Records from a data source:
□ □ □
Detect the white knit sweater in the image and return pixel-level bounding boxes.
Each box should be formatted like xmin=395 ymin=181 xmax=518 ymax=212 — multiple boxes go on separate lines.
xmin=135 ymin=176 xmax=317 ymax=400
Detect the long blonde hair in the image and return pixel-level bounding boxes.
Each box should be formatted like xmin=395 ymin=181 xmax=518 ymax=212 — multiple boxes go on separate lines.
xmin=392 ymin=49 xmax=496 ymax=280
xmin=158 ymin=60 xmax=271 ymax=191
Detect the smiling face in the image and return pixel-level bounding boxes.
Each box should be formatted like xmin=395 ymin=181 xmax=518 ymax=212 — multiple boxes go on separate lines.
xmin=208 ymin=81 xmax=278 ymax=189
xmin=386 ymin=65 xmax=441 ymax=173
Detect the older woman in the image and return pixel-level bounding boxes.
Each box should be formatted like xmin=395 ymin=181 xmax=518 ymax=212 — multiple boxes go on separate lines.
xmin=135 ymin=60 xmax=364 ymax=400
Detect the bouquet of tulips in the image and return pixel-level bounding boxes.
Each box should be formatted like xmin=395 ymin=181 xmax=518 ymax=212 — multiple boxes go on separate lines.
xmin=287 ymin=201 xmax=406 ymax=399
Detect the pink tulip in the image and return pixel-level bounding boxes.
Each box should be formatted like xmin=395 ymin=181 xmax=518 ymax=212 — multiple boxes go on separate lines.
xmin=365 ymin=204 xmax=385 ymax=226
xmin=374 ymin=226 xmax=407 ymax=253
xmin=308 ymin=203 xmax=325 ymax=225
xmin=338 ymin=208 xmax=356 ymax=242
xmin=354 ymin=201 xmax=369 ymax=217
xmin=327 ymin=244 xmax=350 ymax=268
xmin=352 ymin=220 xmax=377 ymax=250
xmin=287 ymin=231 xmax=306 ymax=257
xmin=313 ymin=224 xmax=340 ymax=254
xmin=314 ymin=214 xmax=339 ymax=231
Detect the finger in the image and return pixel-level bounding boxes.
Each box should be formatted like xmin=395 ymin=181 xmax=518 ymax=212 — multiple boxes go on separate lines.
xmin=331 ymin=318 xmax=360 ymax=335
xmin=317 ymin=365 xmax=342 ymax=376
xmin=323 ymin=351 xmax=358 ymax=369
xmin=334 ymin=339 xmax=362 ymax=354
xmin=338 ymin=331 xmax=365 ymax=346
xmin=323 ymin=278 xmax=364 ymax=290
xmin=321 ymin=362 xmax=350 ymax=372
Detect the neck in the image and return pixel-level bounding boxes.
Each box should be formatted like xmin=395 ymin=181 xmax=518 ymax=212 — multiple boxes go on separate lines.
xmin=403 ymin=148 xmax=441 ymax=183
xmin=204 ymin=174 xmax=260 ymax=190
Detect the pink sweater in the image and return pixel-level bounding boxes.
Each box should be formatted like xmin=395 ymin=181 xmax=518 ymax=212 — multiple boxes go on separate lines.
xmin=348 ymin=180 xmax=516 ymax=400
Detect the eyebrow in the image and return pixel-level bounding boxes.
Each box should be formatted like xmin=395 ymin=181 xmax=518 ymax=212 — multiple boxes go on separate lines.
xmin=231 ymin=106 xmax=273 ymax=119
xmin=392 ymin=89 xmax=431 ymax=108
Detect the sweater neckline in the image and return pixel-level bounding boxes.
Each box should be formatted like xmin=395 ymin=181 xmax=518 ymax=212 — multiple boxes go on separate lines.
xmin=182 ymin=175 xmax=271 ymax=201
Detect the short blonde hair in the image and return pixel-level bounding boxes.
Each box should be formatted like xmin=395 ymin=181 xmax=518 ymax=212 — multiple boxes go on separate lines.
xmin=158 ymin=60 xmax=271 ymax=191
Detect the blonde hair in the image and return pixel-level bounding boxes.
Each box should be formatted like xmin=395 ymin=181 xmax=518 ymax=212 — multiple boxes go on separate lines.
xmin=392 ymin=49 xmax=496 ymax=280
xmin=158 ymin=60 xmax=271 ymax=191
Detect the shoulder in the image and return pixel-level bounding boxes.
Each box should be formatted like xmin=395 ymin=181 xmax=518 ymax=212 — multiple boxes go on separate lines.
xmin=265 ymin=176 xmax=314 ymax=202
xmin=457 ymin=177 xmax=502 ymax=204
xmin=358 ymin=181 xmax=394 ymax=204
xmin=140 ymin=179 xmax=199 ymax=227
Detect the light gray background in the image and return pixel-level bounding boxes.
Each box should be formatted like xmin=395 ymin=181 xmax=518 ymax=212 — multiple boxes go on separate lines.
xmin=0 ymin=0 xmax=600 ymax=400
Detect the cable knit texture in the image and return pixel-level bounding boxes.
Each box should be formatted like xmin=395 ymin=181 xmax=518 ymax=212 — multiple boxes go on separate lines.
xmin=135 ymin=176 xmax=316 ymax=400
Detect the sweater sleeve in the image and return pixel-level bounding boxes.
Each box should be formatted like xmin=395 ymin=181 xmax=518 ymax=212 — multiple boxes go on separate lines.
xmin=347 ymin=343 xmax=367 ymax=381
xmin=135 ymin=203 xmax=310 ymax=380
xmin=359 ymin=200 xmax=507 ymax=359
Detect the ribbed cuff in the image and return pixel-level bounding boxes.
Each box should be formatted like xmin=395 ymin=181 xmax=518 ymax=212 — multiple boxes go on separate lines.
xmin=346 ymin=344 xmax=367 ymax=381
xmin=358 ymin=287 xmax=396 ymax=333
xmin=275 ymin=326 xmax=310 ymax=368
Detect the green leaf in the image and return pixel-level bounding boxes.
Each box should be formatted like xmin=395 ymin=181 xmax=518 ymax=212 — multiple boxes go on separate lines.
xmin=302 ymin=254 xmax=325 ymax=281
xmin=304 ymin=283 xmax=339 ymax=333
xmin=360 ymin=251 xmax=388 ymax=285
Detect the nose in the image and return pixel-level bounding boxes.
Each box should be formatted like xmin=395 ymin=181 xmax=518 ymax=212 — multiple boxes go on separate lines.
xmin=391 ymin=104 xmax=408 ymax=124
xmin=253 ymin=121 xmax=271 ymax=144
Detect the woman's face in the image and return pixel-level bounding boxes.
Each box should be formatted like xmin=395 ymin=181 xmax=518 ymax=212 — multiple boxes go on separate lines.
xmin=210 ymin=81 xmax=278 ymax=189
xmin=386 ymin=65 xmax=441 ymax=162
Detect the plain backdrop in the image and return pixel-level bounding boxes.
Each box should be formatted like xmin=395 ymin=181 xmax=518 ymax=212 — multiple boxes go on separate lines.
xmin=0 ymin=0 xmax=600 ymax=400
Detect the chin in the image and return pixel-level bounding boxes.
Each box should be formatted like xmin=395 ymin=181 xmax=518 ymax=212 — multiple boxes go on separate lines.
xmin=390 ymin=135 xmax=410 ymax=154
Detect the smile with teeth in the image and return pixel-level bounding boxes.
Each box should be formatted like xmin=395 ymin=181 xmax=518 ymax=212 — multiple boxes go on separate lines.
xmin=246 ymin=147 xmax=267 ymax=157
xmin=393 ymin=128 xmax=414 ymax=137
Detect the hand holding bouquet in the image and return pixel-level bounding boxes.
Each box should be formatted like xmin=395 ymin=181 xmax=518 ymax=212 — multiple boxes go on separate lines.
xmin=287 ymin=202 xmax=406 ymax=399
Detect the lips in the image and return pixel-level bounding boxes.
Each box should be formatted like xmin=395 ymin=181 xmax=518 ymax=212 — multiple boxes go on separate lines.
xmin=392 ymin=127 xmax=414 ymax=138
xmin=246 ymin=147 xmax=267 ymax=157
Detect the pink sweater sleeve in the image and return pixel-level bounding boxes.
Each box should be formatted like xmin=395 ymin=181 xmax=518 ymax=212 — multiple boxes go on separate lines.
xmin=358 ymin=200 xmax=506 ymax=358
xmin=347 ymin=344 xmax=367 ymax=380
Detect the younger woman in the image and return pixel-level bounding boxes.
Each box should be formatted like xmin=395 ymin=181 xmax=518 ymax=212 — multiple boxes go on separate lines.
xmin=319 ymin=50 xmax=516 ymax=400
□ □ □
* _What to do_:
Reproduce only the lines running from the one that contains "Detect the lips" to the last line of the records.

* _Reply_:
Detect the lips in the image and return pixel-level bounding boxes.
Each box should be formatted like xmin=395 ymin=181 xmax=518 ymax=212 — multiple boxes go on separate lines.
xmin=392 ymin=127 xmax=414 ymax=138
xmin=246 ymin=147 xmax=267 ymax=157
Detect the pink sweater sleeve in the image and return pixel-level bounding boxes.
Each box should be formatted like xmin=395 ymin=181 xmax=518 ymax=212 — multiple boxes go on separate lines.
xmin=358 ymin=200 xmax=506 ymax=358
xmin=347 ymin=344 xmax=367 ymax=380
Detect the younger woman in the image and return pixel-level bounding boxes.
Each box should be formatted like xmin=395 ymin=181 xmax=518 ymax=212 — multiple boxes go on separate lines.
xmin=319 ymin=50 xmax=516 ymax=400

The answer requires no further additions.